Task requirements:
1. Using the TL;DR in the Rails + Micra.js recipe, list the steps it gives for adding Micra to a Rails app.
2. According to the Rails + Micra.js recipe, why does the jsDelivr CDN URL pinned in `config/importmap.rb` still work normally in production?

Recipe: Rails + Micra.js

This recipe is the canonical answer to “how do I drop Micra into an existing Rails app?”. It walks through the two integration paths — manual (the Rails-native way, zero gem dependency) and the micra-rails gem (convenience helpers) — and then builds a small reactive Tasks board that demonstrates the five SSR-friendly patterns Micra is designed for.

TL;DR. Pin Micra via importmap, drop <script type="module">…Micra.start()</script> into your layout, write components in app/javascript/, render them with <div data-component="…"> in ERB. CSRF, props, and event bus all work out of the box — Rails’ default meta tags and data-* attributes are exactly the surface Micra was built to integrate with.

The two paths:

Manual — works on any Rails ≥ 7.1 with importmap. ~12 lines of boilerplate, full control, no gem dep. Use this if you want to read every byte of integration code yourself.
micra-rails gem — adds an ERB helper (micra_component) and a one-shot installer. Saves ~5 lines per component on the ERB side, but has a few caveats at the moment. Use it if you accept those trade-offs in exchange for the shorter ERB.

1. Manual integration (no gem, ~12 lines total)

a. Pin Micra in `config/importmap.rb`

# config/importmap.rb
pin "application"
pin "micra",
    to: "https://cdn.jsdelivr.net/npm/micra.js/dist/micra.esm.js",
    preload: true

The CDN URL is the same one our <script>-tag recipe uses; importmap-rails re-serves it through its own map so production caches and CSP rules apply normally.

b. Boot Micra from your application layout

<%# app/views/layouts/application.html.erb %>
<!DOCTYPE html>
<html>
  <head>
    <%= csrf_meta_tags %>
    <%= javascript_importmap_tags %>
    <script type="module">
      import * as Micra from "micra"
      window.Micra = Micra            // expose for non-module inline scripts
      document.addEventListener("DOMContentLoaded", () => Micra.start())

Source data:
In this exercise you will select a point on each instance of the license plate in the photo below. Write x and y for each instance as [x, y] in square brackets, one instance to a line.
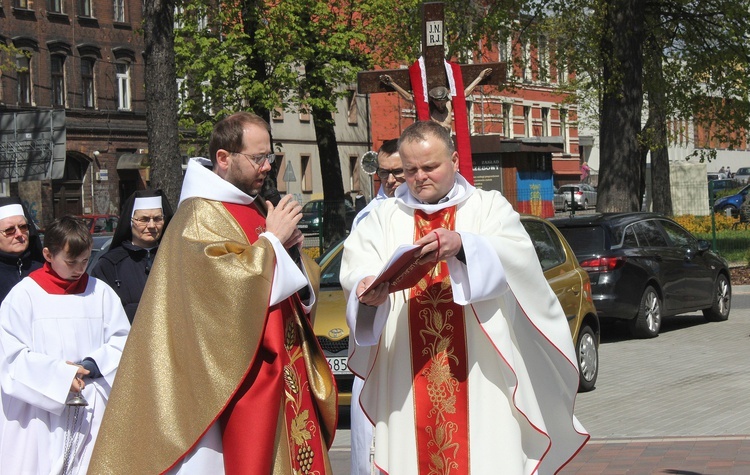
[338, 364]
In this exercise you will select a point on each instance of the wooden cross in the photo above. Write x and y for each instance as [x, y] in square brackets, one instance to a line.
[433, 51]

The replies:
1.
1. Pin Micra via importmap.
2. Drop `<script type="module">…Micra.start()</script>` into your layout.
3. Write components in `app/javascript/`.
4. Render them with `<div data-component="…">` in ERB.

2. importmap-rails re-serves the CDN URL through its own map. As a result, production caches and CSP rules apply normally.